======== Document segment ========
There has already been a great deal written about President Barack Obama’s speech at the West Point Military Academy on Tuesday night. Most of what has been written in the mainstream media has been to either summarize the President’s comments or to provide reaction from pundits, politicians or military personnel and their families.

What we have yet to see from much of the journalism community is a clear analysis of the President’s speech, with particular emphasis on verifying the major claims made by Obama. We will try to address some of those major points here.

“For the first time in its history, the North Atlantic Treaty Organization invoked Article 5 — the commitment that says an attack on one member nation is an attack on all. And the United Nations Security Council endorsed the use of all necessary steps to respond to the 9/11 attacks. America, our allies and the world were acting as one to destroy al Qaeda’s terrorist network, and to protect our common security.”

Paul Street, academic and author, responded to this claim by the President by saying, “the UNSC did no such thing since the attack met none of the UN’s criteria for legitimate self-defense.  The United States ‘ attack on Afghanistan met none of the standard international moral and legal criteria for justifiable self-defense and occurred without reasonable consultation with the United Nations Security Council.

As the prominent U.S. legal scholar Marjorie Cohn noted in July of 2008, “The invasion of Afghanistan was as illegal as the invasion of Iraq.”  The U.N. Charter requires member states to settle international disputes by peaceful means.  Nations are permitted to use military force only in self-defense or when authorized by the Security Council. After 9/11, the Council passed two resolutions, neither of which authorized the use of military force in Afghanistan.

“Only after the Taliban refused to turn over Osama bin Laden did we send our troops into Afghanistan.”

Here again Paul Street responds by saying, “This was completely false. In the actual history that occurred, the U.S. refused to respond to the Taliban government’s offer to turn bin-Laden over to a foreign government for a trial once elementary evidence pointing to his guilt was presented.  The U.S. deliberately made sure that bin Laden would not be turned over through legal and diplomatic channels because (quite frankly) the Bush administration wanted war and did not wish to follow the UN Charter’s requirement that nations pursue “all means short of force before taking military action”

“Today, after extraordinary costs, we are bringing the Iraq war to a responsible end. We will remove our combat brigades from Iraq by the end of next summer, and all of our troops by the end of 2011. That we are doing so is a testament to the character of our men and women in uniform. Thanks to their courage, grit and perseverance, we have given Iraqis a chance to shape their future, and we are successfully leaving Iraq to its people.”

Wow, bringing the war in Iraq to an end……this couldn’t be farther from the truth. As Gareth Porter and other writers have pointed out US forces will continue to remain in Iraq after 2011. Porter states that between 30-50,000 US troops will remain, as will several permanent US military bases. The only thing that will change is these troops will no longer be labeled Combat Troops, they will be called “Brigades Enhanced for Stability Operations” (BESO).
========
__Task A__
Please write out the part of the passage on the West Point speech between "As the prominent" and "force in Afghanistan.", inclusive.
======== Stored data ========
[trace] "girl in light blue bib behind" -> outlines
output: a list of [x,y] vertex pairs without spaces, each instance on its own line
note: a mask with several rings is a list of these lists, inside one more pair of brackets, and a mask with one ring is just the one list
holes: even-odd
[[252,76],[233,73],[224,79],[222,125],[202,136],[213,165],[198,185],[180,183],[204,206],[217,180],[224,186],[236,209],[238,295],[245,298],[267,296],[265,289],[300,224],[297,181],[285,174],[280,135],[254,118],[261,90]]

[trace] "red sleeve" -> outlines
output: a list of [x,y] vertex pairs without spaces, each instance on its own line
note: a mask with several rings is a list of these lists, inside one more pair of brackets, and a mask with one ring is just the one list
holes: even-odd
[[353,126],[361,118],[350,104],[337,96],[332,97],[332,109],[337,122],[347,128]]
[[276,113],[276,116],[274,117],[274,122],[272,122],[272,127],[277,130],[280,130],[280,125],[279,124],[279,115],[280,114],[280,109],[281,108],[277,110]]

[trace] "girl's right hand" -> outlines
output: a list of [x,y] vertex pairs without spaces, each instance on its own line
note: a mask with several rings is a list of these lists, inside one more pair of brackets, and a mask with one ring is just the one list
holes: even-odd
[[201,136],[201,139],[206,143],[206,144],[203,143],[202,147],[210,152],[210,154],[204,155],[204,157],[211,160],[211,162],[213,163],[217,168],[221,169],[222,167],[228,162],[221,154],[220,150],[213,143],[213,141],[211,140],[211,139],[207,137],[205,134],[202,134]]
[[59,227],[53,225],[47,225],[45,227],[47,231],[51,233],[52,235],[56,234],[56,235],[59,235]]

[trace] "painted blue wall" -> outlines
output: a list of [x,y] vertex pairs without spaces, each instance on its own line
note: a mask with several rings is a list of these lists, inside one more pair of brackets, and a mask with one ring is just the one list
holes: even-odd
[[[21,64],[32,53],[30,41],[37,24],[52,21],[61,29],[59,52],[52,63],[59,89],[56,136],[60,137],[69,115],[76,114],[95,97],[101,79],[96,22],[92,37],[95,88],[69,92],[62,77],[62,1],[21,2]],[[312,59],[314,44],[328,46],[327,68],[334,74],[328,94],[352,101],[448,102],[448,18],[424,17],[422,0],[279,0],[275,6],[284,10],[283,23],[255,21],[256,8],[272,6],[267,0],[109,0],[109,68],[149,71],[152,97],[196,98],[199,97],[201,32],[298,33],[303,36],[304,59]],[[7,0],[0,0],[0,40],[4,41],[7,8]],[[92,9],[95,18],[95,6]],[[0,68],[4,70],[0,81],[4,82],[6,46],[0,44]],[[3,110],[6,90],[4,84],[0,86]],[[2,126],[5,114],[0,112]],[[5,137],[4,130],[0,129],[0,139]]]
========
__Task B__
Pick out every line of the rows that contains the string "trace".

__Reply A__
As the prominent U.S. legal scholar Marjorie Cohn noted in July of 2008, “The invasion of Afghanistan was as illegal as the invasion of Iraq.”  The U.N. Charter requires member states to settle international disputes by peaceful means.  Nations are permitted to use military force only in self-defense or when authorized by the Security Council. After 9/11, the Council passed two resolutions, neither of which authorized the use of military force in Afghanistan.

__Reply B__
[trace] "girl in light blue bib behind" -> outlines
[trace] "red sleeve" -> outlines
[trace] "girl's right hand" -> outlines
[trace] "painted blue wall" -> outlines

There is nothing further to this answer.